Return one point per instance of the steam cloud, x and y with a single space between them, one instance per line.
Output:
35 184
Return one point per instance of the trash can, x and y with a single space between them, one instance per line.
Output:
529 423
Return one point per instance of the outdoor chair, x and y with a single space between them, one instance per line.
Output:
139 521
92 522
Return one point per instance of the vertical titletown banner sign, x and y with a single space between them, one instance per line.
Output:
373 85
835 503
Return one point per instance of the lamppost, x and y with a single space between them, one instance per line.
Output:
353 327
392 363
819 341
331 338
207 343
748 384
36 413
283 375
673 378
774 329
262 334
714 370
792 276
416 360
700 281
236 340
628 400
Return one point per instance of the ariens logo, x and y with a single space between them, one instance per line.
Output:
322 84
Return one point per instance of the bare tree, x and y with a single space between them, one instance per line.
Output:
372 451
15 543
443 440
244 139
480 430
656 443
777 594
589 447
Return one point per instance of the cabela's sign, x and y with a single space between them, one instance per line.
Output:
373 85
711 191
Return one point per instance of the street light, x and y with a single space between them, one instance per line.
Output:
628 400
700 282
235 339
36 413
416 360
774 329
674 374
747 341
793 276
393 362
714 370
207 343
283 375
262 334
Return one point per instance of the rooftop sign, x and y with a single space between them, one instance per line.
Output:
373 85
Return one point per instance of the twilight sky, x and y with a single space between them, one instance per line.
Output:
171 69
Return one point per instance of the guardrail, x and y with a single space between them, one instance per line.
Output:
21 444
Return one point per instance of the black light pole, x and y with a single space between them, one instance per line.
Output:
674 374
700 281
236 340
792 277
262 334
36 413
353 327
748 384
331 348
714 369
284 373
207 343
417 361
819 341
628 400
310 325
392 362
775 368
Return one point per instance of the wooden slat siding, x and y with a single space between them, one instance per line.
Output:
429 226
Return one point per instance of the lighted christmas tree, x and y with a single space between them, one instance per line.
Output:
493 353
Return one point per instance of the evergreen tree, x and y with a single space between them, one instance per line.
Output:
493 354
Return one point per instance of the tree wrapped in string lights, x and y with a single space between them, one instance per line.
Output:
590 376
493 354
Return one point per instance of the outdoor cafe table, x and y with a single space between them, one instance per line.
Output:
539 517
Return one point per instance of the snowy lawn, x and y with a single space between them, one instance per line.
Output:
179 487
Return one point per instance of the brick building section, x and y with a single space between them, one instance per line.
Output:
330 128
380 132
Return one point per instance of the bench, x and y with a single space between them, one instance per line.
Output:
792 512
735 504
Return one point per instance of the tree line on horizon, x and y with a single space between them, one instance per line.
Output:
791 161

* * * * * * *

**Set task**
Can you render every line above as a JSON list of strings, one string per line, with blank lines left out?

**Answer to this exercise**
[
  "Return one point per instance of the steam cloud, x and y with a single space between them, one instance per line.",
  "Output:",
  "35 184",
  "Return one point per instance of the trash can, x and y with a single space between them, one instance per line.",
  "Output:",
  "529 423",
  "Return one point per instance of the outdoor chair, x and y with a single space between them, one instance per line.",
  "Output:",
  "139 521",
  "92 522",
  "Return one point per instance of the vertical titletown banner sign, x and y with a single space between them, one instance per line.",
  "Output:",
  "373 85",
  "835 503",
  "Return one point per instance of the lamppost, x and y with a single space between them, one instance per line.",
  "Output:",
  "353 327",
  "392 363",
  "819 341",
  "331 338",
  "207 343",
  "748 384",
  "36 413",
  "283 375",
  "673 378",
  "774 329",
  "262 334",
  "714 370",
  "792 276",
  "416 360",
  "700 281",
  "236 340",
  "628 400",
  "Return one point per instance of the ariens logo, x and y with a single space between them, one instance per line.",
  "Output:",
  "322 84",
  "Return one point per instance of the bare tree, x and y with a single space between them, one instance per line.",
  "Output:",
  "372 451",
  "15 543",
  "443 440",
  "244 139",
  "480 430",
  "656 443",
  "777 594",
  "589 447",
  "Return one point per instance of the cabela's sign, x and y with a single space between them, one instance per line.",
  "Output:",
  "373 85",
  "711 191",
  "Return one point per instance of the street light, x and y with a single space between them, one instance per line.",
  "Output:",
  "628 400",
  "700 282",
  "235 339",
  "36 413",
  "416 360",
  "774 329",
  "674 374",
  "747 341",
  "793 276",
  "393 362",
  "714 370",
  "207 343",
  "283 375",
  "262 334",
  "Return one point per instance of the rooftop sign, x and y with a single space between them, one instance per line.",
  "Output:",
  "373 85",
  "Return one point per instance of the twilight sky, x and y with a single space between them, one instance per line.",
  "Output:",
  "171 69",
  "Return one point per instance of the guardrail, x and y with a single space between them, one instance per line.",
  "Output:",
  "21 444",
  "Return one point per instance of the black light pole, x and y with a single space between them, one instance per line.",
  "Output:",
  "674 374",
  "700 281",
  "236 340",
  "792 277",
  "262 334",
  "36 413",
  "353 327",
  "748 384",
  "331 348",
  "714 369",
  "284 373",
  "207 343",
  "417 361",
  "819 341",
  "628 400",
  "310 325",
  "392 362",
  "775 368",
  "Return one point per instance of the wooden slat siding, x and y with a single space between them, one instance per line.",
  "Output:",
  "429 226",
  "Return one point per instance of the lighted christmas tree, x and y with a single space between them, one instance per line.",
  "Output:",
  "493 353",
  "Return one point per instance of the evergreen tree, x and y with a single space between them, one instance per line.",
  "Output:",
  "493 354",
  "Return one point per instance of the tree wrapped in string lights, x and y with a single space between them, one instance per line.",
  "Output:",
  "590 376",
  "493 354",
  "Return one point per instance of the outdoor cafe table, x and y with a single space between them, one instance per line.",
  "Output:",
  "539 517",
  "Return one point per instance of the snowy lawn, x and y with a single space between them, one instance per line.",
  "Output:",
  "179 487",
  "Return one point per instance of the brick building section, x and y with a single space between them, one instance per line.",
  "Output:",
  "330 128",
  "380 132",
  "Return one point per instance of the bench, x and y with a single space between them, one instance per line.",
  "Output:",
  "792 512",
  "735 504",
  "Return one point per instance of the tree line on horizon, x and y with a single space between them, one instance per line.",
  "Output:",
  "791 161"
]